WORK TO BE COMPLETED.
Return the lines of the data below unchanged, beginning with the line that contains "Sports-analytics tagging: mark the damaged" and continuing through the last line of the data.

Dataset rows:
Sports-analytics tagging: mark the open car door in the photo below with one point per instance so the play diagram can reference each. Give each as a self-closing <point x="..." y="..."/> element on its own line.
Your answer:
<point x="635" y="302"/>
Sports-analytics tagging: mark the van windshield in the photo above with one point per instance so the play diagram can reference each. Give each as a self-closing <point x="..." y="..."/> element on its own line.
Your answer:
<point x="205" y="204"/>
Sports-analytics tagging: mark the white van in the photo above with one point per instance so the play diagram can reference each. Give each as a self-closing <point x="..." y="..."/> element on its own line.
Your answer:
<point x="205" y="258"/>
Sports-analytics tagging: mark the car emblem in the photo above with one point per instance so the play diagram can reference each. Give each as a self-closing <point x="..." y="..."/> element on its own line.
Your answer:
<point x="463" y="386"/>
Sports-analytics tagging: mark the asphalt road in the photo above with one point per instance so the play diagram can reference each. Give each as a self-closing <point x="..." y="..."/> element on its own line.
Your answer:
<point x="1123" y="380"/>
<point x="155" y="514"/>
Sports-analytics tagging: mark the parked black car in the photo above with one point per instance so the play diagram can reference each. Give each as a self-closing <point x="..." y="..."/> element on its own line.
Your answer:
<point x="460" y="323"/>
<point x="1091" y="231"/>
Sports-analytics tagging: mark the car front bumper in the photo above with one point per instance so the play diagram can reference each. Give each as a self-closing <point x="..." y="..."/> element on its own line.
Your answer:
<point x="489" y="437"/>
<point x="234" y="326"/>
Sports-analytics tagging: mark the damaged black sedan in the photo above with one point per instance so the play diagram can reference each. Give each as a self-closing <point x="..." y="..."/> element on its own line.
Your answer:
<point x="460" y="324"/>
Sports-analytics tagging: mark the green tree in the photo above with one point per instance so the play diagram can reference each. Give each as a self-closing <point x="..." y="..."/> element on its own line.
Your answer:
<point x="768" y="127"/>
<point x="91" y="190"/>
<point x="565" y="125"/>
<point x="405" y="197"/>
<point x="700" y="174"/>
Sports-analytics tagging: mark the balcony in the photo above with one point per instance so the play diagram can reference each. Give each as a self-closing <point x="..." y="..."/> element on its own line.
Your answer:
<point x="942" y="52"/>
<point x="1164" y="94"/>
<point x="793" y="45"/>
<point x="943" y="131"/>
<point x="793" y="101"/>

FULL RESPONSE.
Sports-analytics tagging: mark the damaged black sedan in the photo above with one point per instance so the play diagram can reference each. Give each as a self-closing <point x="..." y="..."/> element on its own line.
Your answer:
<point x="460" y="324"/>
Sports-analytics tagging: mark the green tree in the photo above with one point per instance so the play diagram can reference each. Give each as a self-closing <point x="..." y="..."/> element on its own line.
Your answer:
<point x="768" y="127"/>
<point x="91" y="190"/>
<point x="565" y="125"/>
<point x="405" y="197"/>
<point x="700" y="174"/>
Sports-analytics tagging: mark the balcony in the photo above with one point per instance so the play diagram can reference each. Give each as a self-closing <point x="..." y="..."/> element on its own line.
Your answer:
<point x="942" y="52"/>
<point x="1164" y="94"/>
<point x="793" y="45"/>
<point x="943" y="131"/>
<point x="793" y="101"/>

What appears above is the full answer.